Segmentation mask data
[Start of Attachment]
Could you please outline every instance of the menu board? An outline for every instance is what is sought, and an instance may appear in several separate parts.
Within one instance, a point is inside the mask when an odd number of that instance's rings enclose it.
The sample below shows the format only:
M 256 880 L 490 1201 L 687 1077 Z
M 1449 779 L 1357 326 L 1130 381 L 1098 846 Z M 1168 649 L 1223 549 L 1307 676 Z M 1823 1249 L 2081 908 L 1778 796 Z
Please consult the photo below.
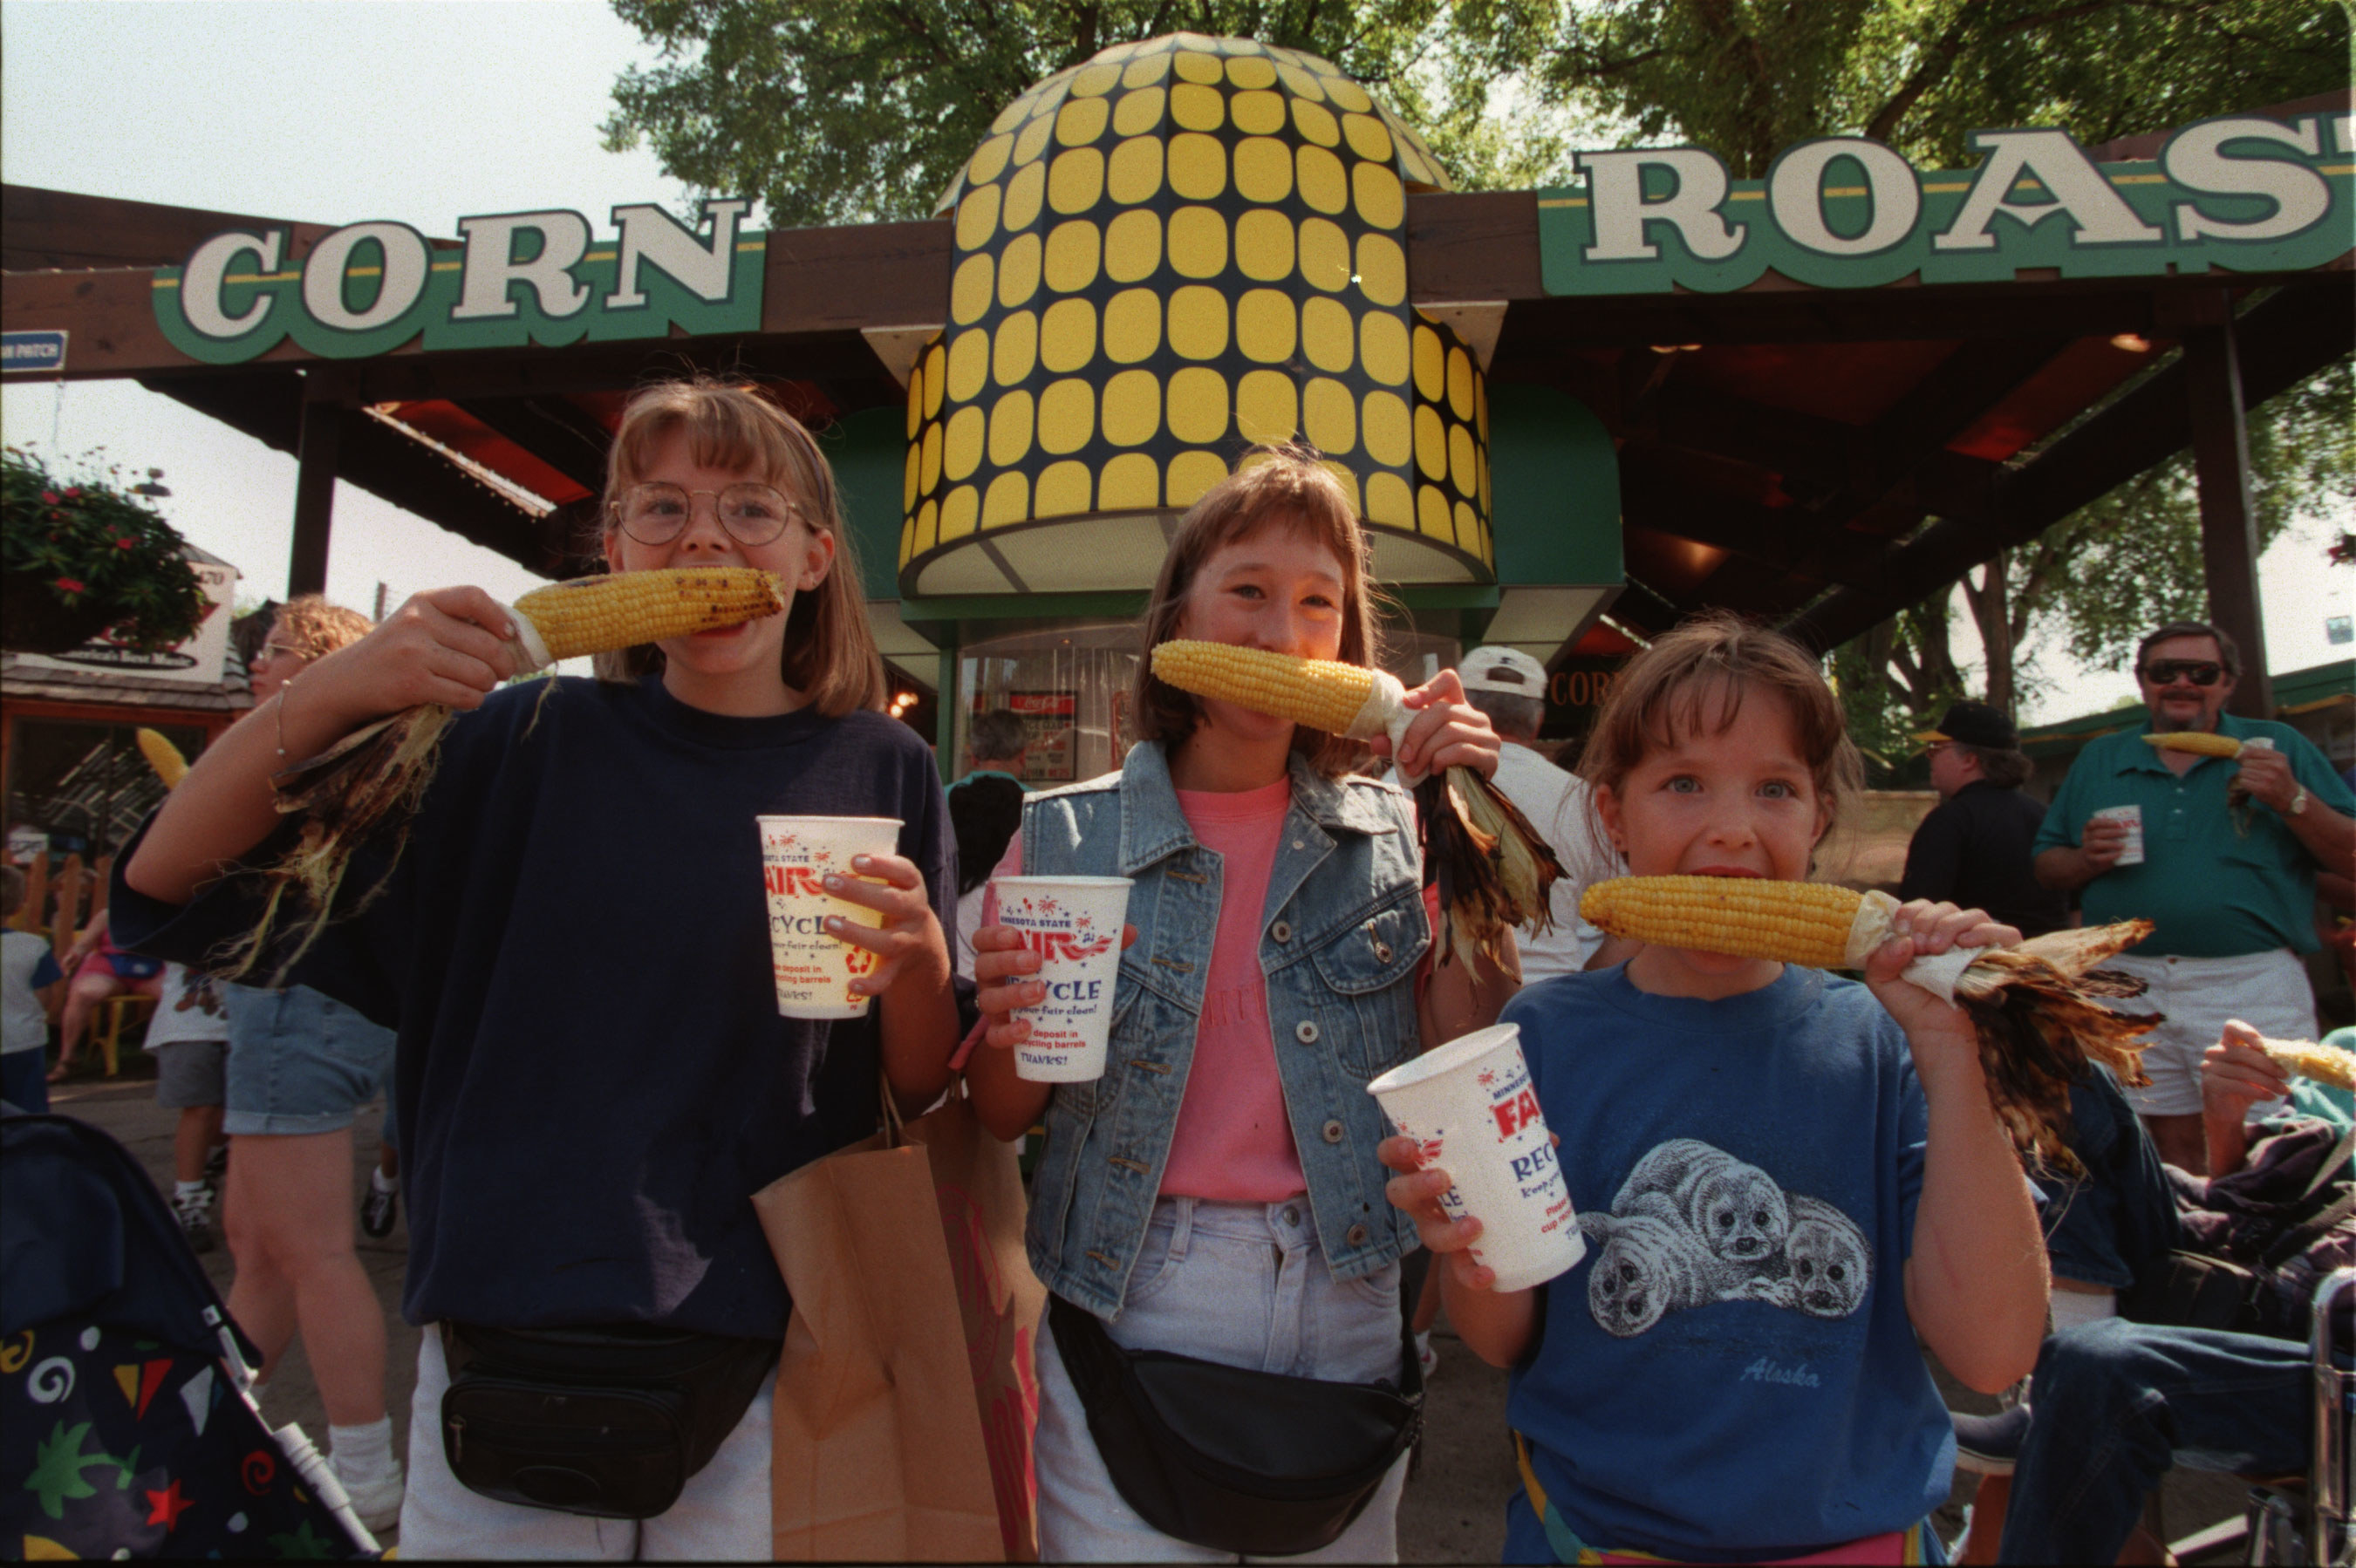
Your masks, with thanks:
M 1024 784 L 1069 784 L 1078 776 L 1078 692 L 1010 691 L 998 701 L 1023 720 Z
[End of Attachment]
Your reply should consist of one number: how many lines above contain the word "instance".

2